__Your goal__
Rewrite every line of the records below as a JSON list of strings, one string per line, skipping blank lines.

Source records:

-------------------------

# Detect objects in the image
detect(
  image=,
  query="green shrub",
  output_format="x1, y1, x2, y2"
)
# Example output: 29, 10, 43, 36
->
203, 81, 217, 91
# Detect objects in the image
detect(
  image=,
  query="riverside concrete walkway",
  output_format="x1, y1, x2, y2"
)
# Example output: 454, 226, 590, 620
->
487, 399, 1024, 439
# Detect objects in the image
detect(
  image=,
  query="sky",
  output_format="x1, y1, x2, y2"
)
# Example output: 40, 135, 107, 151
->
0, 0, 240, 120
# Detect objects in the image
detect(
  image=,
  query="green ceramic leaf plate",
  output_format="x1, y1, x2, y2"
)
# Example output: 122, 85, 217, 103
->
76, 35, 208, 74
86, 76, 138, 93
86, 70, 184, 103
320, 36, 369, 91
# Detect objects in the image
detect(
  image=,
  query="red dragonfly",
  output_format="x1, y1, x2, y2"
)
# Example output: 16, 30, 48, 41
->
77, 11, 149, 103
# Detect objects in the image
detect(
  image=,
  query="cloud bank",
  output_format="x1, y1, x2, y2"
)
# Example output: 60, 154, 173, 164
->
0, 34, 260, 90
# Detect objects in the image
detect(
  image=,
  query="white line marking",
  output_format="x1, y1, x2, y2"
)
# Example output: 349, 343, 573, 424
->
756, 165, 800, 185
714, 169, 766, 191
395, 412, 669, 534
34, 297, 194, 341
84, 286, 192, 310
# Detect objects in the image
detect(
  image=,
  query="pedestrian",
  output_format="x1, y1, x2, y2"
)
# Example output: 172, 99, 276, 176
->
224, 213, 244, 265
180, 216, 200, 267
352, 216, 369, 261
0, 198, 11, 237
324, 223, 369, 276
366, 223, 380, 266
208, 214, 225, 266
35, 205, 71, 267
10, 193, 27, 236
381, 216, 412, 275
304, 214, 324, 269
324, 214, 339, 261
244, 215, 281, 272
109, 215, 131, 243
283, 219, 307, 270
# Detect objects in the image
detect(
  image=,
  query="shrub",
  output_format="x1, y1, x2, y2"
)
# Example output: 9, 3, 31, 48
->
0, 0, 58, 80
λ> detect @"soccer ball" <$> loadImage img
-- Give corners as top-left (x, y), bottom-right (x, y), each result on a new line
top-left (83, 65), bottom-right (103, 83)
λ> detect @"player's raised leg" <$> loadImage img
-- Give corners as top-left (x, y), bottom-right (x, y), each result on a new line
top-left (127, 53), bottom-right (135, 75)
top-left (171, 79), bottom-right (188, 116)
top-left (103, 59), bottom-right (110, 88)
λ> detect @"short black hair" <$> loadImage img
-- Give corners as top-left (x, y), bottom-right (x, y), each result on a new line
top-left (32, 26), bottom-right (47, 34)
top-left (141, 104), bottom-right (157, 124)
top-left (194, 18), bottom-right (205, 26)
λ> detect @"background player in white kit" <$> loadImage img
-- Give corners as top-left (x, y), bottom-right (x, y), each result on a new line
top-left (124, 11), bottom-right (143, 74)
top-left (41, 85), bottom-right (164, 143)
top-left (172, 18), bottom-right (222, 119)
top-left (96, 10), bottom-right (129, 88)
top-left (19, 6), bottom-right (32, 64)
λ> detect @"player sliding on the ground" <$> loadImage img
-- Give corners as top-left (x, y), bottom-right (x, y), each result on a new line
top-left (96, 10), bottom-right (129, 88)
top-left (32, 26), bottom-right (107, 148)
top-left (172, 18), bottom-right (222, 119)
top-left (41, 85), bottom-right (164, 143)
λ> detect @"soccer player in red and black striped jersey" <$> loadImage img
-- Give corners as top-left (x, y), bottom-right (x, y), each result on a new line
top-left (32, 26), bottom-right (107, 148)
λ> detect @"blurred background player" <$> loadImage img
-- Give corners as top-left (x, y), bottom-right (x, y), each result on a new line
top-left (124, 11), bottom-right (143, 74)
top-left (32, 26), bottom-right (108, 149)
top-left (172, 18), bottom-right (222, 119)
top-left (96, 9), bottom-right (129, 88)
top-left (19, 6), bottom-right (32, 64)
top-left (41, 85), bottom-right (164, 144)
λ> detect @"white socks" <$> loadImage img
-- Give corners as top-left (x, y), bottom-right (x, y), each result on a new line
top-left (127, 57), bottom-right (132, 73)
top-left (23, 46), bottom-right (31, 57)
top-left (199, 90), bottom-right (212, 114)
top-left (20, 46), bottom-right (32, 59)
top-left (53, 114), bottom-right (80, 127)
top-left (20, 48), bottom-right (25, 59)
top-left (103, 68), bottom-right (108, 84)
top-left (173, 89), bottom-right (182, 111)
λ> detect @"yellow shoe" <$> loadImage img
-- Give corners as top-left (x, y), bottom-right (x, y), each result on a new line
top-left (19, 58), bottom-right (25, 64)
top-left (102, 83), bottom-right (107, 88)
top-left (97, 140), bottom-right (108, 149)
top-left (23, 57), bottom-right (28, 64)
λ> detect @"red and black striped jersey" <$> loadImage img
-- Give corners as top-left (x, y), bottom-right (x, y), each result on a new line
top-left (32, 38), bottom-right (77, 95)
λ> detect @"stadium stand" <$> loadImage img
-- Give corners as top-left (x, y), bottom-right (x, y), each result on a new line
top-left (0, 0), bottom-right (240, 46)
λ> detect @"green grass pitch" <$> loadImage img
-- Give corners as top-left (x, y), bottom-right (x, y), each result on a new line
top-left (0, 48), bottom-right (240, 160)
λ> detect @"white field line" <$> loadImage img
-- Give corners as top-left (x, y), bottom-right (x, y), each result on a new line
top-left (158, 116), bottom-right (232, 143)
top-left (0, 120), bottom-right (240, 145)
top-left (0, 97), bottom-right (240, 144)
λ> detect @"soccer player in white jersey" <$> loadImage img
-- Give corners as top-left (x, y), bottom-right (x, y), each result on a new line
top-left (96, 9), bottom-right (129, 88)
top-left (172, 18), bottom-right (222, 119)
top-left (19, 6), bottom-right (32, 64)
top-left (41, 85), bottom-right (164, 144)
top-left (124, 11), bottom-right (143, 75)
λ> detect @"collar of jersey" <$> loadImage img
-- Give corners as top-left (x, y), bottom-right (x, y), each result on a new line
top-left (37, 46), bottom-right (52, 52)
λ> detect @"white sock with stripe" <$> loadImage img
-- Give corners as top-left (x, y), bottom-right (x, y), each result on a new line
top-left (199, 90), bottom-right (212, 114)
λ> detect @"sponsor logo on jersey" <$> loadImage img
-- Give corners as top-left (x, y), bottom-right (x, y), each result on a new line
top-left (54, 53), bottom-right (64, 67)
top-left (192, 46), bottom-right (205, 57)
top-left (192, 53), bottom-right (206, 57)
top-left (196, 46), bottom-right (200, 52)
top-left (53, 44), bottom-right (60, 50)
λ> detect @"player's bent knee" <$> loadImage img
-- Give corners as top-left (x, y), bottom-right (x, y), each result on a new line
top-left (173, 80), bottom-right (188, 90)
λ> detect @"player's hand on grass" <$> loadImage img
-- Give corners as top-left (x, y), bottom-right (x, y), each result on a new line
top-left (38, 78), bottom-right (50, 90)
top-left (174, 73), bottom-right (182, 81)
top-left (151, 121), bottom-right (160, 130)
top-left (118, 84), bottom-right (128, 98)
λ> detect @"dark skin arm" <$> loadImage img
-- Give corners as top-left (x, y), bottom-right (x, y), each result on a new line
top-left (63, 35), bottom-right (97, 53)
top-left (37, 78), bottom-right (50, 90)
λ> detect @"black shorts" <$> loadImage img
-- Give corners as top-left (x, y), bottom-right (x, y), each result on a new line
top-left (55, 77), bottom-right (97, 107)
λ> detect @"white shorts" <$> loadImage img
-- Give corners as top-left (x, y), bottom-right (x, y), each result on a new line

-------------------------

__Written solution__
[
  "# Detect objects in the image",
  "detect(",
  "  image=,",
  "  query=\"green shrub\",",
  "  output_format=\"x1, y1, x2, y2\"",
  ")",
  "# Example output: 29, 10, 43, 36",
  "->",
  "203, 81, 217, 91",
  "# Detect objects in the image",
  "detect(",
  "  image=,",
  "  query=\"riverside concrete walkway\",",
  "  output_format=\"x1, y1, x2, y2\"",
  ")",
  "# Example output: 454, 226, 590, 620",
  "->",
  "487, 399, 1024, 439",
  "# Detect objects in the image",
  "detect(",
  "  image=,",
  "  query=\"sky\",",
  "  output_format=\"x1, y1, x2, y2\"",
  ")",
  "# Example output: 40, 135, 107, 151",
  "->",
  "0, 0, 240, 120",
  "# Detect objects in the image",
  "detect(",
  "  image=,",
  "  query=\"green ceramic leaf plate\",",
  "  output_format=\"x1, y1, x2, y2\"",
  ")",
  "# Example output: 122, 85, 217, 103",
  "->",
  "76, 35, 208, 74",
  "86, 76, 138, 93",
  "86, 70, 184, 103",
  "320, 36, 369, 91",
  "# Detect objects in the image",
  "detect(",
  "  image=,",
  "  query=\"red dragonfly\",",
  "  output_format=\"x1, y1, x2, y2\"",
  ")",
  "# Example output: 16, 30, 48, 41",
  "->",
  "77, 11, 149, 103",
  "# Detect objects in the image",
  "detect(",
  "  image=,",
  "  query=\"cloud bank\",",
  "  output_format=\"x1, y1, x2, y2\"",
  ")",
  "# Example output: 60, 154, 173, 164",
  "->",
  "0, 34, 260, 90",
  "# Detect objects in the image",
  "detect(",
  "  image=,",
  "  query=\"white line marking\",",
  "  output_format=\"x1, y1, x2, y2\"",
  ")",
  "# Example output: 349, 343, 573, 424",
  "->",
  "756, 165, 800, 185",
  "714, 169, 766, 191",
  "395, 412, 669, 534",
  "34, 297, 194, 341",
  "84, 286, 192, 310",
  "# Detect objects in the image",
  "detect(",
  "  image=,",
  "  query=\"pedestrian\",",
  "  output_format=\"x1, y1, x2, y2\"",
  ")",
  "# Example output: 172, 99, 276, 176",
  "->",
  "224, 213, 244, 265",
  "180, 216, 200, 267",
  "352, 216, 369, 261",
  "0, 198, 11, 237",
  "324, 223, 369, 276",
  "366, 223, 380, 266",
  "208, 214, 225, 266",
  "35, 205, 71, 267",
  "10, 193, 27, 236",
  "381, 216, 412, 275",
  "304, 214, 324, 269",
  "324, 214, 339, 261",
  "244, 215, 281, 272",
  "109, 215, 131, 243",
  "283, 219, 307, 270",
  "# Detect objects in the image",
  "detect(",
  "  image=,",
  "  query=\"shrub\",",
  "  output_format=\"x1, y1, x2, y2\"",
  ")",
  "# Example output: 9, 3, 31, 48",
  "->",
  "0, 0, 58, 80",
  "λ> detect @\"soccer ball\" <$> loadImage img",
  "-- Give corners as top-left (x, y), bottom-right (x, y), each result on a new line",
  "top-left (83, 65), bottom-right (103, 83)",
  "λ> detect @\"player's raised leg\" <$> loadImage img",
  "-- Give corners as top-left (x, y), bottom-right (x, y), each result on a new line",
  "top-left (127, 53), bottom-right (135, 75)",
  "top-left (171, 79), bottom-right (188, 116)",
  "top-left (103, 59), bottom-right (110, 88)",
  "λ> detect @\"short black hair\" <$> loadImage img",
  "-- Give corners as top-left (x, y), bottom-right (x, y), each result on a new line",
  "top-left (32, 26), bottom-right (47, 34)",
  "top-left (141, 104), bottom-right (157, 124)",
  "top-left (194, 18), bottom-right (205, 26)",
  "λ> detect @\"background player in white kit\" <$> loadImage img",
  "-- Give corners as top-left (x, y), bottom-right (x, y), each result on a new line",
  "top-left (124, 11), bottom-right (143, 74)",
  "top-left (41, 85), bottom-right (164, 143)",
  "top-left (172, 18), bottom-right (222, 119)",
  "top-left (96, 10), bottom-right (129, 88)",
  "top-left (19, 6), bottom-right (32, 64)",
  "λ> detect @\"player sliding on the ground\" <$> loadImage img",
  "-- Give corners as top-left (x, y), bottom-right (x, y), each result on a new line",
  "top-left (96, 10), bottom-right (129, 88)",
  "top-left (32, 26), bottom-right (107, 148)",
  "top-left (172, 18), bottom-right (222, 119)",
  "top-left (41, 85), bottom-right (164, 143)",
  "λ> detect @\"soccer player in red and black striped jersey\" <$> loadImage img",
  "-- Give corners as top-left (x, y), bottom-right (x, y), each result on a new line",
  "top-left (32, 26), bottom-right (107, 148)",
  "λ> detect @\"blurred background player\" <$> loadImage img",
  "-- Give corners as top-left (x, y), bottom-right (x, y), each result on a new line",
  "top-left (124, 11), bottom-right (143, 74)",
  "top-left (32, 26), bottom-right (108, 149)",
  "top-left (172, 18), bottom-right (222, 119)",
  "top-left (96, 9), bottom-right (129, 88)",
  "top-left (19, 6), bottom-right (32, 64)",
  "top-left (41, 85), bottom-right (164, 144)",
  "λ> detect @\"white socks\" <$> loadImage img",
  "-- Give corners as top-left (x, y), bottom-right (x, y), each result on a new line",
  "top-left (127, 57), bottom-right (132, 73)",
  "top-left (23, 46), bottom-right (31, 57)",
  "top-left (199, 90), bottom-right (212, 114)",
  "top-left (20, 46), bottom-right (32, 59)",
  "top-left (53, 114), bottom-right (80, 127)",
  "top-left (20, 48), bottom-right (25, 59)",
  "top-left (103, 68), bottom-right (108, 84)",
  "top-left (173, 89), bottom-right (182, 111)",
  "λ> detect @\"yellow shoe\" <$> loadImage img",
  "-- Give corners as top-left (x, y), bottom-right (x, y), each result on a new line",
  "top-left (19, 58), bottom-right (25, 64)",
  "top-left (102, 83), bottom-right (107, 88)",
  "top-left (97, 140), bottom-right (108, 149)",
  "top-left (23, 57), bottom-right (28, 64)",
  "λ> detect @\"red and black striped jersey\" <$> loadImage img",
  "-- Give corners as top-left (x, y), bottom-right (x, y), each result on a new line",
  "top-left (32, 38), bottom-right (77, 95)",
  "λ> detect @\"stadium stand\" <$> loadImage img",
  "-- Give corners as top-left (x, y), bottom-right (x, y), each result on a new line",
  "top-left (0, 0), bottom-right (240, 46)",
  "λ> detect @\"green grass pitch\" <$> loadImage img",
  "-- Give corners as top-left (x, y), bottom-right (x, y), each result on a new line",
  "top-left (0, 48), bottom-right (240, 160)",
  "λ> detect @\"white field line\" <$> loadImage img",
  "-- Give corners as top-left (x, y), bottom-right (x, y), each result on a new line",
  "top-left (158, 116), bottom-right (232, 143)",
  "top-left (0, 120), bottom-right (240, 145)",
  "top-left (0, 97), bottom-right (240, 144)",
  "λ> detect @\"soccer player in white jersey\" <$> loadImage img",
  "-- Give corners as top-left (x, y), bottom-right (x, y), each result on a new line",
  "top-left (96, 9), bottom-right (129, 88)",
  "top-left (172, 18), bottom-right (222, 119)",
  "top-left (19, 6), bottom-right (32, 64)",
  "top-left (41, 85), bottom-right (164, 144)",
  "top-left (124, 11), bottom-right (143, 75)",
  "λ> detect @\"collar of jersey\" <$> loadImage img",
  "-- Give corners as top-left (x, y), bottom-right (x, y), each result on a new line",
  "top-left (37, 46), bottom-right (52, 52)",
  "λ> detect @\"white sock with stripe\" <$> loadImage img",
  "-- Give corners as top-left (x, y), bottom-right (x, y), each result on a new line",
  "top-left (199, 90), bottom-right (212, 114)",
  "λ> detect @\"sponsor logo on jersey\" <$> loadImage img",
  "-- Give corners as top-left (x, y), bottom-right (x, y), each result on a new line",
  "top-left (54, 53), bottom-right (64, 67)",
  "top-left (192, 46), bottom-right (205, 57)",
  "top-left (192, 53), bottom-right (206, 57)",
  "top-left (196, 46), bottom-right (200, 52)",
  "top-left (53, 44), bottom-right (60, 50)",
  "λ> detect @\"player's bent knee\" <$> loadImage img",
  "-- Give corners as top-left (x, y), bottom-right (x, y), each result on a new line",
  "top-left (173, 80), bottom-right (188, 90)",
  "λ> detect @\"player's hand on grass\" <$> loadImage img",
  "-- Give corners as top-left (x, y), bottom-right (x, y), each result on a new line",
  "top-left (38, 78), bottom-right (50, 90)",
  "top-left (174, 73), bottom-right (182, 81)",
  "top-left (151, 121), bottom-right (160, 130)",
  "top-left (118, 84), bottom-right (128, 98)",
  "λ> detect @\"dark skin arm\" <$> loadImage img",
  "-- Give corners as top-left (x, y), bottom-right (x, y), each result on a new line",
  "top-left (63, 35), bottom-right (97, 53)",
  "top-left (37, 78), bottom-right (50, 90)",
  "λ> detect @\"black shorts\" <$> loadImage img",
  "-- Give corners as top-left (x, y), bottom-right (x, y), each result on a new line",
  "top-left (55, 77), bottom-right (97, 107)",
  "λ> detect @\"white shorts\" <$> loadImage img",
  "-- Give corners as top-left (x, y), bottom-right (x, y), each result on a new line"
]